Excerpted text:

· · · · ·

Why was the Museum of Vertebrate Zoology established?

Alexander

The Museum of Vertebrate Zoology (MVZ) owes its existence to the generosity, enthusiasm, and vision of Annie M. Alexander (1867-1950), an avid naturalist and heir to the C & H Sugar Refining Company fortune. With her money, Alexander aspired to establish a museum of natural history on the west coast that could rival those on the east and recognized Joseph Grinnell as the right person to help realize her dream. Together, they designed the Museum of Vertebrate Zoology (MVZ) to achieve a very long-term research goal: study evolution in the diverse and dynamic Californian environment. From the beginning, the MVZ was primarily a private research institution rather than a public space.

In 1908, when the museum was founded, there was fairly widespread support in the scientific community for Darwin’s general theory of evolution, but substantial disagreement about whether natural selection was a sufficient explanatory mechanism. The MVZ was set up as a scientific resource to facilitate studies of speciation and evolutionary mechanisms. California was appealing for a number of reasons: 1) it was strikingly diverse, 2) it was rapidly undergoing dramatic changes due to the development of the west coast, and 3) its fauna were relatively undocumented, and had not been surveyed systematically in a way that would enable proper and prolonged scientific analysis.

Who has worked at the Museum of Vertebrate Zoology?

Netted

Natural historians look very different today than they did at the beginning of the twentieth century. In fact, the work of natural historians has changed so dramatically that the label has become somewhat of an anachronism. During the past century a multitude of modern technologies shaped new approaches and specified fields and disciplines. Natural historians became evolutionary biologists, ecologists, conservation biologists, population geneticists, and functional morphologists. While the identification, and the day-to-day job descriptions have changed, many of the overarching questions about the mechanisms of evolution and development have remained constant.

When the MVZ first opened in 1908 the staff consisted of Director Joseph Grinnell and a handful of contracted field collectors. Within a couple of months there were three more salaried staff helping with management of the collections. By 1915 a staff of five, depicted in the photo above, and a handful of graduate students were working with the collections, in addition to two part time office personnel.

· · · · ·

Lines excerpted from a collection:
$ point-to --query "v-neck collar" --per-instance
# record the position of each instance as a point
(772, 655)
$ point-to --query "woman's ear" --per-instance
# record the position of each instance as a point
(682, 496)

· · · · ·

Parts of the exercise:
1. According to the Museum of Vertebrate Zoology text, who was the museum's director when it first opened in 1908?
2. Reproduce the Museum of Vertebrate Zoology text from "In 1908, when" up to and including "prolonged scientific analysis.".
3. List every field or discipline that the Museum of Vertebrate Zoology text says natural historians became.
These lines have no connection to the Museum of Vertebrate Zoology text.

Answer set:
1. Joseph Grinnell

2.
In 1908, when the museum was founded, there was fairly widespread support in the scientific community for Darwin’s general theory of evolution, but substantial disagreement about whether natural selection was a sufficient explanatory mechanism. The MVZ was set up as a scientific resource to facilitate studies of speciation and evolutionary mechanisms. California was appealing for a number of reasons: 1) it was strikingly diverse, 2) it was rapidly undergoing dramatic changes due to the development of the west coast, and 3) its fauna were relatively undocumented, and had not been surveyed systematically in a way that would enable proper and prolonged scientific analysis.

3.
- evolutionary biologists
- ecologists
- conservation biologists
- population geneticists
- functional morphologists